- THE PROBLEM
Return the data below in full, exactly as it stands.
------------------------------
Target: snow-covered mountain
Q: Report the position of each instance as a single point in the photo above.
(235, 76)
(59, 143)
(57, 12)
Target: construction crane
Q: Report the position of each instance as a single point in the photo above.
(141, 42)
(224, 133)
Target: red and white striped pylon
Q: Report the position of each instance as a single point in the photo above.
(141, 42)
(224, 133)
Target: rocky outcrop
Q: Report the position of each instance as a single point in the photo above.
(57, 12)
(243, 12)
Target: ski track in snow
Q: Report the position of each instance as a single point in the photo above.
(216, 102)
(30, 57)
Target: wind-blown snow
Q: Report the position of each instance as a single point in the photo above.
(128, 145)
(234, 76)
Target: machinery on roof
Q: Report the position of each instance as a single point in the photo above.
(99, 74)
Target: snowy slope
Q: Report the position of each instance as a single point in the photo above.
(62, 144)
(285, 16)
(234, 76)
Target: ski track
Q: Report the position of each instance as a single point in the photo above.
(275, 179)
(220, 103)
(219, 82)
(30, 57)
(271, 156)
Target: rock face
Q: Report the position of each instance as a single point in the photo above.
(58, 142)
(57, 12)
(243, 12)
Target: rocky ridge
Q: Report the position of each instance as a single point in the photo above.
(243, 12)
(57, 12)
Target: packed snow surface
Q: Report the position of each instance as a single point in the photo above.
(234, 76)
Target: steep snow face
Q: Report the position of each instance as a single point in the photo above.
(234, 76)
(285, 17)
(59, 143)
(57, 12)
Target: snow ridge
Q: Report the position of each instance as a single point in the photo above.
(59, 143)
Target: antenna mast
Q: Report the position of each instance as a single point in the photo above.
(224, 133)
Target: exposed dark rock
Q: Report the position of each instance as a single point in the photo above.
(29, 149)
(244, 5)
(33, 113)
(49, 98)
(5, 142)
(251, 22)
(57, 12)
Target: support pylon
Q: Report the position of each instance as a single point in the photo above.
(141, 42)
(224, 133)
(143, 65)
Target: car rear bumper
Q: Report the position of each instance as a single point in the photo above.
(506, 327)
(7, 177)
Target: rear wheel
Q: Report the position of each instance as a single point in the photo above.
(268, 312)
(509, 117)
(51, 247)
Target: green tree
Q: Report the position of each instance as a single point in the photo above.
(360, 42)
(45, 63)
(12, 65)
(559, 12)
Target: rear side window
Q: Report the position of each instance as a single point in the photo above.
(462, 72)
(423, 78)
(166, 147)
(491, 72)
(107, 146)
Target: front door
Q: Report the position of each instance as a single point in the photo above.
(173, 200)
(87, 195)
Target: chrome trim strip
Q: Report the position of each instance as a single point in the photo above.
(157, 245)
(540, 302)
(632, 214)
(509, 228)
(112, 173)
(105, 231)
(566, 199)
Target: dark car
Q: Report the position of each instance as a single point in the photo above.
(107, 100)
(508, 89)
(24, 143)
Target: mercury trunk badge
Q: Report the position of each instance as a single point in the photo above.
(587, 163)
------------------------------
- ANSWER TO THE EXERCISE
Target: snow-covered mountain
Q: Report the position of each instance as a single point in the photo above.
(235, 76)
(59, 143)
(57, 12)
Target: construction crane
Q: Report the position of each instance as a single point in the photo above.
(141, 42)
(224, 133)
Target: red and white striped pylon
Q: Report the position of each instance as a single point in the photo above.
(141, 42)
(224, 133)
Target: rocky outcrop
Q: Report the position of each instance as a single point in the photo above.
(57, 12)
(243, 12)
Target: ski track in snow
Q: Report the position of each instance as a single point in the photo above.
(216, 102)
(30, 57)
Target: wind-blown snow
Q: Report the position of each instance as a single point in the photo above.
(128, 145)
(234, 76)
Target: machinery on roof
Q: Report the position of each instance as a single point in the photo above.
(99, 74)
Target: snowy slope
Q: Report the position of each instance as a single point in the photo above.
(62, 144)
(285, 16)
(234, 76)
Target: ski track
Q: Report the position of each instance as a single point in the photo above.
(275, 179)
(220, 103)
(219, 82)
(30, 57)
(271, 156)
Target: rock face
Q: Report the position of each instance as a single point in the photo above.
(58, 142)
(57, 12)
(243, 12)
Target: rocky ridge
Q: Report the position of each instance as a single point in the photo above.
(243, 12)
(57, 12)
Target: packed snow surface
Q: Report the position of each instance as a single point in the photo above.
(234, 76)
Target: steep snow face
Q: Report the position of each instance as a single point in the photo above.
(234, 76)
(285, 17)
(59, 143)
(57, 12)
Target: snow ridge
Q: Report the position of each instance as a single point in the photo above.
(59, 143)
Target: antenna mast
Q: Report the position of each instance as a single point in the photo above.
(224, 133)
Target: exposed dark rock
Q: Report the position of each instance as a single point in the photo above.
(29, 149)
(244, 5)
(33, 113)
(49, 98)
(5, 142)
(251, 22)
(57, 12)
Target: support pylon
Q: Report the position of each instance as a single point in the photo above.
(141, 42)
(224, 133)
(143, 65)
Target: car rear bumper
Q: Report the position of each instance as a single point in the photo above.
(506, 327)
(7, 177)
Target: rear wheel
Q: Report the position of each instance as a single point in the photo above.
(268, 312)
(509, 117)
(51, 247)
Target: green tree
Q: Report the position of each instance as a single point in the photo above.
(360, 42)
(45, 63)
(12, 65)
(559, 12)
Target: rear side window
Q: Report the position of each instance as a single point in the photo above.
(462, 72)
(423, 78)
(166, 147)
(491, 72)
(107, 146)
Target: front door
Q: Report the position of each instance as a single point in the photo above.
(173, 200)
(87, 195)
Target: chrome trim strip
Q: Report the position of each instance as a single point in the photo above.
(157, 245)
(540, 302)
(632, 214)
(509, 228)
(112, 173)
(105, 231)
(566, 199)
Target: dark car
Q: Report the position of each instance as a single point in the photo above.
(107, 100)
(508, 89)
(24, 143)
Target: mercury trunk badge
Q: Report the position of each instance as a single point in the photo above.
(587, 163)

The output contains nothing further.